ACTIVITY A.
In the size press starch text, what cost-effective practice do European mills enjoy over many North American mills?
ACTIVITY B.
Extract verbatim the passage of the size press starch text from "Over the course" to "structure and runnability.".

PAGE TEXT.
Over the course of the last ten years I have had the opportunity to visit many paper mills throughout Europe, South America and elsewhere. One of the cost effective practices that European mills enjoy over many North American mills is enzyme conversion of their size press starch.
The benefits of using enzyme converted starch at the size press are:
- The mill can tailor the viscosity and solids of the size press starch to their unique needs for grade structure and runnability.
- Starch costs are minimized by using lower cost unmodified starches.
- Additionally, by converting on-site, the mill retains a great deal of flexibility in purchas-ing the most cost-advantaged starch, whether wheat, maize, potato or other.
By comparison, most mills in North America have come to rely on preconverted starches: hydroxyethylated, acetylated, and oxidized, primarily. These have the advantage of simpler cooking preparation, a certain degree of enhanced film flexibility, and less tendency for setback and amylose crystallization… but at the cost of higher starch prices and limitation to maize starch, in most cases.

DATASET EXCERPTS.
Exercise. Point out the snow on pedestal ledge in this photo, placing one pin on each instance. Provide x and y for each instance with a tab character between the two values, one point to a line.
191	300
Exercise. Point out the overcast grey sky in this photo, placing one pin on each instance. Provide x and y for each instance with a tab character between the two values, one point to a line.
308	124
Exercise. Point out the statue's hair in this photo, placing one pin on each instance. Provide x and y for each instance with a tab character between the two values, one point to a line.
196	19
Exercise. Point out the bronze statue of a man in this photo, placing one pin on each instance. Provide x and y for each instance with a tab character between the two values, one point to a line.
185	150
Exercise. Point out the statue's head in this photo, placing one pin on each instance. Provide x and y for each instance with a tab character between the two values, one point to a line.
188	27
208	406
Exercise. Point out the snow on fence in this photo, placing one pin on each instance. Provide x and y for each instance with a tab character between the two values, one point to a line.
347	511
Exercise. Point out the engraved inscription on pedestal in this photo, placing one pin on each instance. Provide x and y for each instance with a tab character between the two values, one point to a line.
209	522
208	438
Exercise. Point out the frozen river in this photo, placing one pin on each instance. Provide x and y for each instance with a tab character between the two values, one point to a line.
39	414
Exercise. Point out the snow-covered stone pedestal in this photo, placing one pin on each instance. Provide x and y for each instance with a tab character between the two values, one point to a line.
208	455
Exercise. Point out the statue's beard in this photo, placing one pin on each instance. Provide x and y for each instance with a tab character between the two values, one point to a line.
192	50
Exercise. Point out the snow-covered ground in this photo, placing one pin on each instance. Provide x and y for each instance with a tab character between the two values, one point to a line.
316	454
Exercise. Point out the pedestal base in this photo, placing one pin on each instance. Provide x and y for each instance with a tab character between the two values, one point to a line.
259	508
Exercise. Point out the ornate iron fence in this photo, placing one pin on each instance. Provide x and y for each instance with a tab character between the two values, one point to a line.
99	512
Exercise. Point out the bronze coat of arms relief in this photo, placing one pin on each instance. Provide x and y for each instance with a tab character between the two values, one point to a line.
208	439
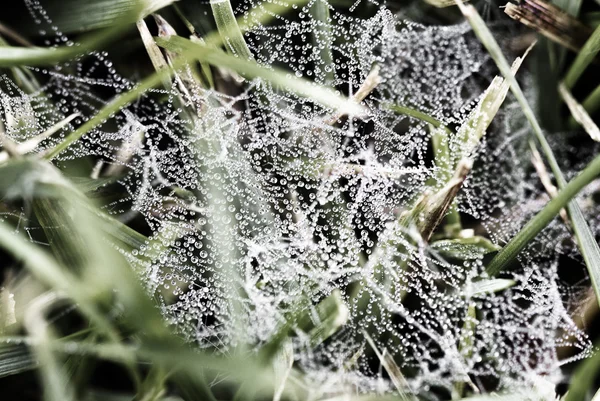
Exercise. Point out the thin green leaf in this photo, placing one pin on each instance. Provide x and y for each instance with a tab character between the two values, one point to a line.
579	113
587	244
465	248
416	114
259	15
18	56
543	218
14	359
76	16
323	40
489	286
585	56
251	69
386	360
229	30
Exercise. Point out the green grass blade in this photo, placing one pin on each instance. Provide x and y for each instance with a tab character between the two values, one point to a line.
322	40
56	386
18	56
77	16
587	244
14	359
544	217
416	114
251	69
229	30
583	379
258	15
579	113
584	58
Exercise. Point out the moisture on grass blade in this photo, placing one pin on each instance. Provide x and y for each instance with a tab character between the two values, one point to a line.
251	69
587	244
295	204
503	259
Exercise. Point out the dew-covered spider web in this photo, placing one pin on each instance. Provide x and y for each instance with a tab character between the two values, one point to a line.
261	204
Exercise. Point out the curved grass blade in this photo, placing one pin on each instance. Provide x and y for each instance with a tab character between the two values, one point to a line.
33	56
545	216
251	69
584	58
258	15
587	244
229	30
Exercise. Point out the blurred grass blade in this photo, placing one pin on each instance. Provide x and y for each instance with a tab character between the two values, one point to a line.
251	69
584	378
551	22
332	313
543	218
585	56
229	30
77	16
54	217
33	56
282	366
465	248
489	286
579	113
56	387
386	360
156	57
416	114
586	241
465	347
323	41
30	144
14	359
259	15
443	3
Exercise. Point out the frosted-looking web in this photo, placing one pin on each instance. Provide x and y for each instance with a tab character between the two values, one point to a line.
267	207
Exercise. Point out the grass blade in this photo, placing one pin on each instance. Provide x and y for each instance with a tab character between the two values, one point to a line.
579	113
587	243
545	216
251	69
585	56
18	56
229	30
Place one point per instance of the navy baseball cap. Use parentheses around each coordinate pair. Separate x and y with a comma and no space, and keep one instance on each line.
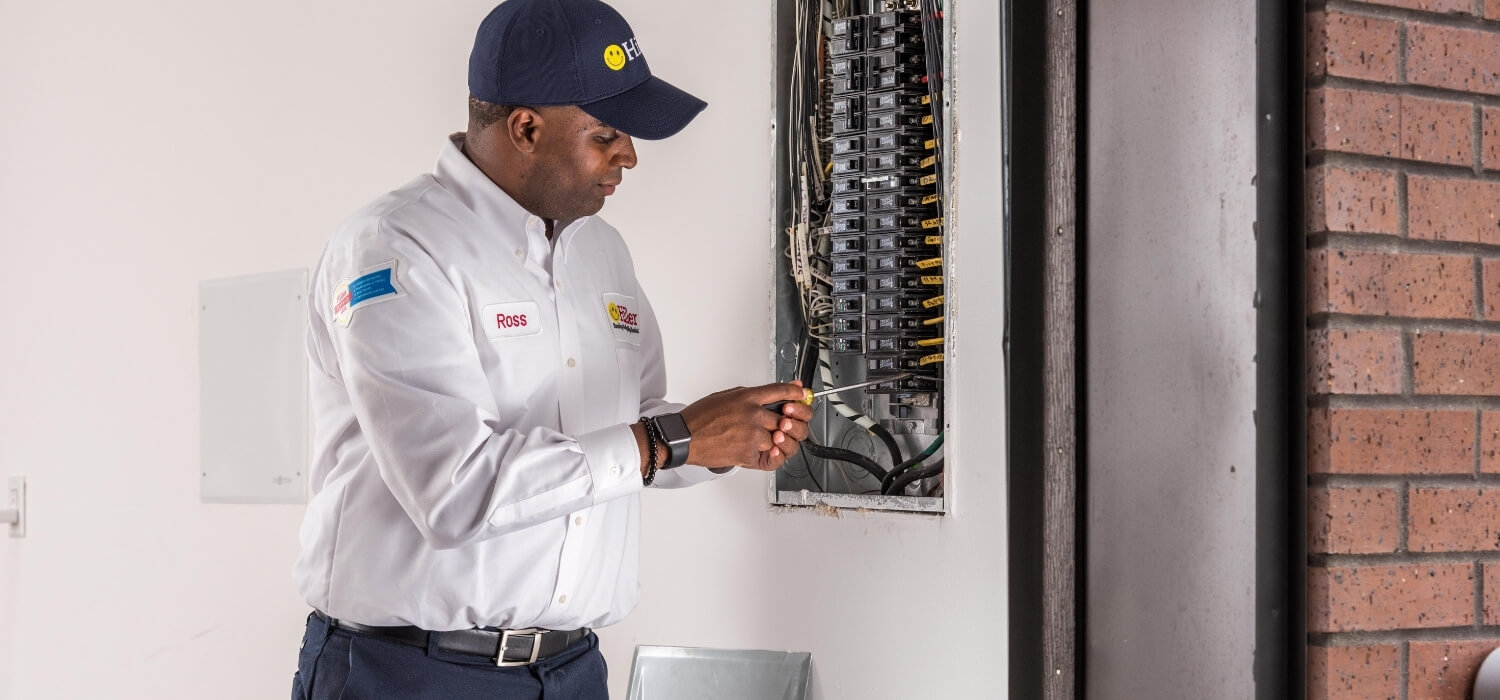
(539,53)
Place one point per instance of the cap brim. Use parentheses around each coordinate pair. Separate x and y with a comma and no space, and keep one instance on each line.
(653,110)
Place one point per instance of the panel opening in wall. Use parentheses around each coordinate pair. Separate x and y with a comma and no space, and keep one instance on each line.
(863,173)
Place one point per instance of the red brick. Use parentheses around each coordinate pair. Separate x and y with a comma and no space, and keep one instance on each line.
(1352,200)
(1355,361)
(1353,122)
(1352,520)
(1391,442)
(1490,442)
(1437,131)
(1454,210)
(1388,597)
(1454,520)
(1445,670)
(1452,57)
(1353,47)
(1346,672)
(1446,6)
(1455,363)
(1376,284)
(1491,135)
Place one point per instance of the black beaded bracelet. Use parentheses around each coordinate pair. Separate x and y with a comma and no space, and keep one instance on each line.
(651,460)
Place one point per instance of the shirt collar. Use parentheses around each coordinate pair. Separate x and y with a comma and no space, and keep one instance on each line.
(459,176)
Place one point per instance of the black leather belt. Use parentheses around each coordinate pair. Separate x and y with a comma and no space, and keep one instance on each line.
(501,646)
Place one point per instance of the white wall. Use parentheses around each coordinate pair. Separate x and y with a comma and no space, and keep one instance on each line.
(1170,350)
(149,146)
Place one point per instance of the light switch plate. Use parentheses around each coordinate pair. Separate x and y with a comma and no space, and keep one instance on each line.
(15,498)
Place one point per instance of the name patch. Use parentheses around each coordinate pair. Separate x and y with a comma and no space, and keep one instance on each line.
(371,287)
(512,320)
(623,317)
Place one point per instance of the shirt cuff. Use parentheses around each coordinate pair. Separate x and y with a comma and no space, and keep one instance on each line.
(614,462)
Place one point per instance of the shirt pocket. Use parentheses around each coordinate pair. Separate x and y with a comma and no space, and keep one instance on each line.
(629,360)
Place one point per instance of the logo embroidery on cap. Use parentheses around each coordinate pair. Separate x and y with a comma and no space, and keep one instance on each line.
(623,318)
(371,287)
(618,54)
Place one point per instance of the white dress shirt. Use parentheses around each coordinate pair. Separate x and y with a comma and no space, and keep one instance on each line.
(473,388)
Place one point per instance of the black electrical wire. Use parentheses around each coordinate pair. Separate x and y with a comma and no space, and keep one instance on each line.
(888,481)
(900,483)
(822,451)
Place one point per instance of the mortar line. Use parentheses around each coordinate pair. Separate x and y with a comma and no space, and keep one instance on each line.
(1424,168)
(1401,53)
(1391,243)
(1479,290)
(1476,129)
(1403,228)
(1403,517)
(1404,89)
(1407,364)
(1406,663)
(1388,12)
(1479,595)
(1391,402)
(1395,483)
(1479,445)
(1367,637)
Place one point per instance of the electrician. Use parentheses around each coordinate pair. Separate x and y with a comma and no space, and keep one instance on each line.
(488,379)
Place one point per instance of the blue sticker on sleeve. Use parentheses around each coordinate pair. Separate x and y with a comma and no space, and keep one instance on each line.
(371,287)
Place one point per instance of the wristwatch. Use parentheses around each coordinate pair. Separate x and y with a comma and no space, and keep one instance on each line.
(674,432)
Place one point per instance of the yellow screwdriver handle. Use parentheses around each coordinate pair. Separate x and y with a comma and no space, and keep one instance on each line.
(806,400)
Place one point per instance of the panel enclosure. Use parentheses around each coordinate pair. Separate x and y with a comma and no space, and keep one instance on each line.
(254,418)
(863,152)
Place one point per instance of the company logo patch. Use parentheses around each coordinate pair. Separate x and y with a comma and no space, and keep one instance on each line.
(374,285)
(618,54)
(512,320)
(624,320)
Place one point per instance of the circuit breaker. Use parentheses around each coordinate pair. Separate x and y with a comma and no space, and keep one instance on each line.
(860,272)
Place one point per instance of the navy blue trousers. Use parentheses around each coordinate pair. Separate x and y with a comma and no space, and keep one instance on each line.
(336,664)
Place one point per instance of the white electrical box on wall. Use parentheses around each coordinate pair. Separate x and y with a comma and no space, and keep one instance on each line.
(254,388)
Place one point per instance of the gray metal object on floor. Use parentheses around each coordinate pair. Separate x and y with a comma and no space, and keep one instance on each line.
(692,673)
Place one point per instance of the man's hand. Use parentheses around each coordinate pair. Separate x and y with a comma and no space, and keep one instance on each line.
(732,427)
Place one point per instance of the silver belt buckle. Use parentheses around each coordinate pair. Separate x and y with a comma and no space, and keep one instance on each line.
(504,645)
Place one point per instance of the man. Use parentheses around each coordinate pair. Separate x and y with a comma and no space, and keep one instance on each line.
(482,357)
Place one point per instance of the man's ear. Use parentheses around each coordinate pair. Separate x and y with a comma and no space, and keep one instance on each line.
(524,128)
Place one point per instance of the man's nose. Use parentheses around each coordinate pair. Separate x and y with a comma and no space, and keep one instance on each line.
(626,158)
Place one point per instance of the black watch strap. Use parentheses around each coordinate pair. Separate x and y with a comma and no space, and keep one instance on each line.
(672,430)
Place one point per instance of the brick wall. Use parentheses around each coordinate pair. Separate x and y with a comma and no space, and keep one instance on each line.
(1403,347)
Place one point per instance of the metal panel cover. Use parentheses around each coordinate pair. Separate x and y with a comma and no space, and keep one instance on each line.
(689,673)
(252,370)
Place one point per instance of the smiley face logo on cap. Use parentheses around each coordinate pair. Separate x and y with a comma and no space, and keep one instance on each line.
(614,57)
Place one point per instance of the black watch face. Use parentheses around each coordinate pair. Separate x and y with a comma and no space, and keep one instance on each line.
(672,427)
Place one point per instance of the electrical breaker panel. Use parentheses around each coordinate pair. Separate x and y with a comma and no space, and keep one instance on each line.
(861,273)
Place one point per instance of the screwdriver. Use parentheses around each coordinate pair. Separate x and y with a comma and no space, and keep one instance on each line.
(809,394)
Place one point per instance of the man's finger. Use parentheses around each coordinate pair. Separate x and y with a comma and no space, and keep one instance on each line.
(770,393)
(798,411)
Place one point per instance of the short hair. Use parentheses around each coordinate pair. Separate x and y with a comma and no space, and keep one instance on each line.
(482,113)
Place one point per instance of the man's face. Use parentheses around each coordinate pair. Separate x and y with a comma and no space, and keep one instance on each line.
(578,162)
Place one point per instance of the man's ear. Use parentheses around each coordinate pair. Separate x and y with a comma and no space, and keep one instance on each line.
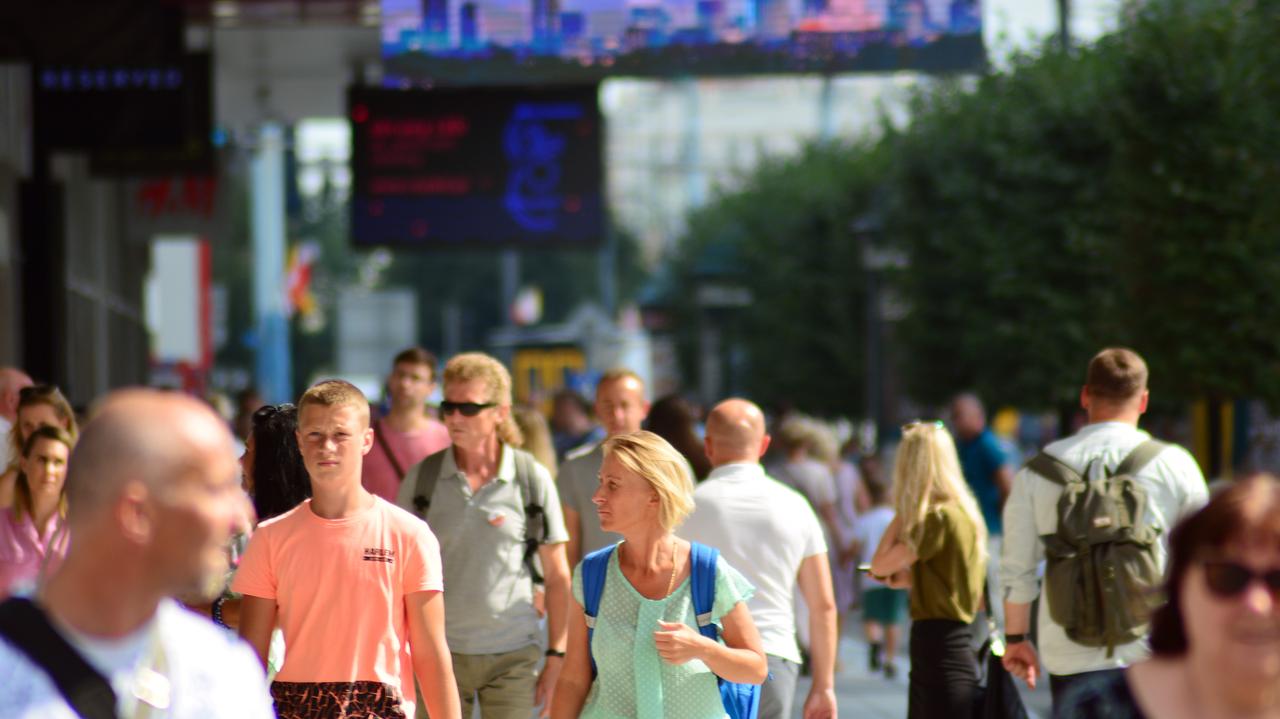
(135,514)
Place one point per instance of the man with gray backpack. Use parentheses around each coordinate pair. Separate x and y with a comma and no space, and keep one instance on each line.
(1096,508)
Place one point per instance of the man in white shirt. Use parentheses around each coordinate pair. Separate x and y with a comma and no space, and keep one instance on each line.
(12,380)
(1115,397)
(154,491)
(621,408)
(768,531)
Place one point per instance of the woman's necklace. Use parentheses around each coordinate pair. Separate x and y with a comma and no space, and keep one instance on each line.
(671,582)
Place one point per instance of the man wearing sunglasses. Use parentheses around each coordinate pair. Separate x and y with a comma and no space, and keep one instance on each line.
(493,509)
(12,380)
(1114,397)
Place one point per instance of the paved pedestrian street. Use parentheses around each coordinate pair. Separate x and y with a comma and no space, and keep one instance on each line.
(864,695)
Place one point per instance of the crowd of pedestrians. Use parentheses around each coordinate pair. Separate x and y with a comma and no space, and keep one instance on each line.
(622,559)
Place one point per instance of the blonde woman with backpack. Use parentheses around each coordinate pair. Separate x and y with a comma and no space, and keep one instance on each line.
(936,546)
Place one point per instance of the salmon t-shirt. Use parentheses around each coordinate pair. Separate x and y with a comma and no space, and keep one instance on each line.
(339,590)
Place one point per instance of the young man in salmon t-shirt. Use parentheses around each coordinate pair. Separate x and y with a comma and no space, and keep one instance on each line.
(352,581)
(406,434)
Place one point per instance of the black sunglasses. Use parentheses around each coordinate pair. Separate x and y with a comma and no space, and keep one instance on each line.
(1228,578)
(467,408)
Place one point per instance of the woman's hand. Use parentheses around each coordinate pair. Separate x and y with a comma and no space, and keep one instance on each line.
(679,642)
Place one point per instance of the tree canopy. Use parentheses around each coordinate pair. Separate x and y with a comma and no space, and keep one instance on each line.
(1118,193)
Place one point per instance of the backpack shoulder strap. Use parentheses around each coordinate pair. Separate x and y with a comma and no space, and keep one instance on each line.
(86,691)
(424,475)
(595,567)
(702,585)
(1052,468)
(1139,457)
(535,517)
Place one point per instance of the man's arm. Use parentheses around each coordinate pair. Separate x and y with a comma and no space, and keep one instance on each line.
(574,525)
(556,572)
(1022,552)
(1004,479)
(814,580)
(257,622)
(575,678)
(433,664)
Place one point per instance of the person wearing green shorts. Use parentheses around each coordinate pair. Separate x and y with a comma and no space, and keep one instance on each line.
(883,608)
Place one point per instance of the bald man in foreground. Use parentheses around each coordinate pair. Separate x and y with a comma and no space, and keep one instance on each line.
(769,532)
(154,495)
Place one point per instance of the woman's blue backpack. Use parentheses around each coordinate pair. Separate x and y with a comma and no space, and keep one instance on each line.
(741,701)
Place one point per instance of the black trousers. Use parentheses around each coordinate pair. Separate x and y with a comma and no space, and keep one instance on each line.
(1060,683)
(944,671)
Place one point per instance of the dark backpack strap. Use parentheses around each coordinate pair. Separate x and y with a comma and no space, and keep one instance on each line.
(702,585)
(387,449)
(26,627)
(1139,457)
(1052,468)
(424,475)
(595,567)
(535,517)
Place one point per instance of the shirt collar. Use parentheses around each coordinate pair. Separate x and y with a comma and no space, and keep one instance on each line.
(737,471)
(506,465)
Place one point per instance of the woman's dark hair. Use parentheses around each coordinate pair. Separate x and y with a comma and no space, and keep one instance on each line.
(280,480)
(1246,512)
(672,420)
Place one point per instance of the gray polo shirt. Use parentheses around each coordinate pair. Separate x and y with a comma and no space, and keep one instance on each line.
(488,592)
(577,480)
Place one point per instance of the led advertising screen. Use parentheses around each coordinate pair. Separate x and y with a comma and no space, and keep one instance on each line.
(528,41)
(475,168)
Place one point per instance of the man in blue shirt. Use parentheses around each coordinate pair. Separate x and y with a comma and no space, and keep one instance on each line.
(982,459)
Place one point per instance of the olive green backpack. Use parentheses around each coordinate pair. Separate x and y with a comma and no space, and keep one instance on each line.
(1101,576)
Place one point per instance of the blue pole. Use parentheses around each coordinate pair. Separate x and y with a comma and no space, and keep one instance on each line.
(272,370)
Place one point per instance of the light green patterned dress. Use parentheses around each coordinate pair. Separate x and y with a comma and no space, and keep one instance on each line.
(632,681)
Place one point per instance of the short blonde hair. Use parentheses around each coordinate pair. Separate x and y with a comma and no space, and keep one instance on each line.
(334,393)
(480,366)
(666,470)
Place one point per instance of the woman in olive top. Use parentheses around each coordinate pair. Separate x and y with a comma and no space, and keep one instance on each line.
(936,545)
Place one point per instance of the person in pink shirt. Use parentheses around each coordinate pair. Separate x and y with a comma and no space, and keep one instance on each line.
(32,532)
(352,581)
(406,434)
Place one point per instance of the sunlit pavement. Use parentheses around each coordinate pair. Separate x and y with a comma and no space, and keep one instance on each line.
(864,695)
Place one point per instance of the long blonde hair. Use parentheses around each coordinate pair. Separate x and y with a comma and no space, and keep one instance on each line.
(927,476)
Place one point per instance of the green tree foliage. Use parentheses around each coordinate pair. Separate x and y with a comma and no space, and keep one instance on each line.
(1119,193)
(785,236)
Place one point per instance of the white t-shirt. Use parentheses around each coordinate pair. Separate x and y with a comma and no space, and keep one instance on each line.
(764,530)
(868,532)
(211,673)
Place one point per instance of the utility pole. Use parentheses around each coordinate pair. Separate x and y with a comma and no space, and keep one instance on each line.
(1064,24)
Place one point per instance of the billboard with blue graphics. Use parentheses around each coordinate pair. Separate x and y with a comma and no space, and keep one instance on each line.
(476,168)
(538,41)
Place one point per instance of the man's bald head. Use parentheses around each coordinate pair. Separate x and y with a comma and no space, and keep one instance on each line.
(735,433)
(12,380)
(968,416)
(141,435)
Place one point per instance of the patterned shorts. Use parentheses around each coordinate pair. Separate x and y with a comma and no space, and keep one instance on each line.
(337,700)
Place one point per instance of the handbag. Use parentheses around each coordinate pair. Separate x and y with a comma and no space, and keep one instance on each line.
(996,696)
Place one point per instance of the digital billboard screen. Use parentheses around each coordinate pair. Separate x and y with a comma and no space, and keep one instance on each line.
(528,41)
(475,168)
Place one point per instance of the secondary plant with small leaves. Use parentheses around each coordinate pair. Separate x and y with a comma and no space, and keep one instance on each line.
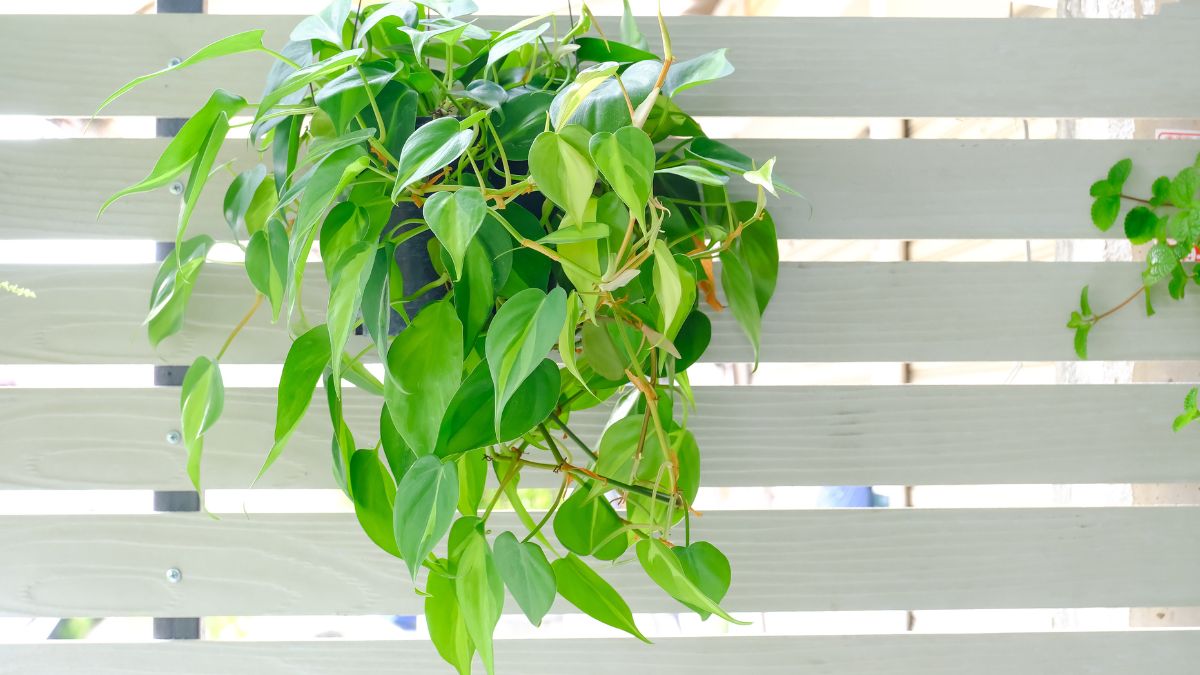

PROBLEM SOLUTION A.
Enzyme conversion of their size press starch.

PROBLEM SOLUTION B.
Over the course of the last ten years I have had the opportunity to visit many paper mills throughout Europe, South America and elsewhere. One of the cost effective practices that European mills enjoy over many North American mills is enzyme conversion of their size press starch.
The benefits of using enzyme converted starch at the size press are:
- The mill can tailor the viscosity and solids of the size press starch to their unique needs for grade structure and runnability.